-------- STORED ROWS --------

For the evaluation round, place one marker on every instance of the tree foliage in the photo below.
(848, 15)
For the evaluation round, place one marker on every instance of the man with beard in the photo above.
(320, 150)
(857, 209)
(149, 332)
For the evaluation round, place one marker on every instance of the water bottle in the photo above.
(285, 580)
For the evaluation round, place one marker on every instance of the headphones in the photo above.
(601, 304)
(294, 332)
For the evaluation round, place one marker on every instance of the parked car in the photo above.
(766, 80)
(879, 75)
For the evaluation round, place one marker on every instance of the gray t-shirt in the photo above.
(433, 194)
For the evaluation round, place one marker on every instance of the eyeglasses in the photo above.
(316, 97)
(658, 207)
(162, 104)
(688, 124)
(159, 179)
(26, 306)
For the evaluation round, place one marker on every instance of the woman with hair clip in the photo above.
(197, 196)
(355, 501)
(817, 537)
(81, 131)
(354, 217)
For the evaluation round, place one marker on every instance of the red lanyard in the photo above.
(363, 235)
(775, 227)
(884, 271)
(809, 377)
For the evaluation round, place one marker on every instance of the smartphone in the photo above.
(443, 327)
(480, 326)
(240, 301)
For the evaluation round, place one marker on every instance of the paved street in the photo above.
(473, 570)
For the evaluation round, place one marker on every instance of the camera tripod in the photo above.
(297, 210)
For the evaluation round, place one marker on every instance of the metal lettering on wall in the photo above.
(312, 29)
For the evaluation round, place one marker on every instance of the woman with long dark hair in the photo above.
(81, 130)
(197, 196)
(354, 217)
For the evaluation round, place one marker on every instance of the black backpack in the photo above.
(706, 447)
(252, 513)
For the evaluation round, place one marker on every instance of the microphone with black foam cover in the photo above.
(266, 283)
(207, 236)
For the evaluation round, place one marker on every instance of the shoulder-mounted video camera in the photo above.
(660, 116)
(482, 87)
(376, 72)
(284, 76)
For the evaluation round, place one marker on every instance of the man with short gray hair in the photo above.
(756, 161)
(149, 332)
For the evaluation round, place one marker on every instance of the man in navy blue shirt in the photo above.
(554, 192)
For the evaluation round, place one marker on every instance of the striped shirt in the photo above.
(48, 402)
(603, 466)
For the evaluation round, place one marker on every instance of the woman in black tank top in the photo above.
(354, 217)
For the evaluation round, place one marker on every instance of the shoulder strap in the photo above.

--------

### TASK DIRECTIONS
Rewrite all the items above as a numbered list, one line per number, and leave out any blank lines.

### WRITTEN RESPONSE
1. For the evaluation round, place one marker on every instance of the tree foliage in the photo below.
2. (848, 15)
3. For the evaluation round, place one marker on every instance of the man with beard in the photo above.
4. (320, 150)
5. (857, 209)
6. (149, 332)
7. For the evaluation round, place one marker on every instance of the water bottle in the photo above.
8. (285, 580)
9. For the evaluation round, place one marker on every instance of the headphones in the photo above.
10. (601, 304)
11. (294, 332)
12. For the evaluation round, place one marker on every instance of the parked car in the photo above.
13. (766, 80)
14. (879, 75)
15. For the evaluation round, place one marker on every instance of the gray t-shirt in the photo above.
16. (433, 194)
17. For the evaluation round, place one marker on every instance of the eyeglasses in the photo above.
18. (316, 97)
19. (658, 207)
20. (162, 104)
21. (688, 124)
22. (159, 179)
23. (26, 306)
24. For the evaluation round, place one marker on every instance of the woman with hair clip in the photo above.
25. (197, 196)
26. (355, 501)
27. (817, 537)
28. (81, 131)
29. (354, 217)
30. For the evaluation round, place one marker on every instance of the red lanyard in the photo above.
31. (363, 235)
32. (775, 227)
33. (884, 271)
34. (809, 377)
35. For the evaluation round, place one marker on every instance of the smartphone in the photo above.
36. (443, 327)
37. (480, 326)
38. (240, 301)
39. For the evaluation round, place one marker on every instance of the paved street in the photo above.
40. (473, 570)
41. For the evaluation round, place one marker on every instance of the camera tripod in the photo above.
42. (297, 210)
43. For the evaluation round, place one marker on every instance of the metal lettering on wall in the photo above.
44. (312, 29)
45. For the evaluation round, place one marker on every instance of the woman with long dark hair in the photo above.
46. (81, 130)
47. (197, 196)
48. (354, 217)
49. For the evaluation round, place one marker on every instance of the black backpack in the photo above.
50. (706, 447)
51. (252, 513)
52. For the evaluation round, place one marker on every instance of the microphone with black foam cover in the photo above.
53. (266, 283)
54. (207, 236)
55. For the evaluation round, place one marker on every instance of the shoulder-mounted video camera in the photo above.
56. (660, 116)
57. (482, 87)
58. (376, 72)
59. (284, 76)
60. For the evaluation round, place one marker on every instance of the man with short gray hair in the photo above.
61. (756, 161)
62. (149, 332)
63. For the evaluation round, place one marker on every instance of the man in navy blue shirt in the photo above.
64. (554, 192)
65. For the evaluation round, place one marker on every instance of the striped shirt in the photo above.
66. (48, 402)
67. (603, 466)
68. For the evaluation round, place one marker on every instance of the woman in black tank top in the photo above.
69. (354, 217)
70. For the evaluation round, place one marker on every instance of the shoulder strap in the photo above.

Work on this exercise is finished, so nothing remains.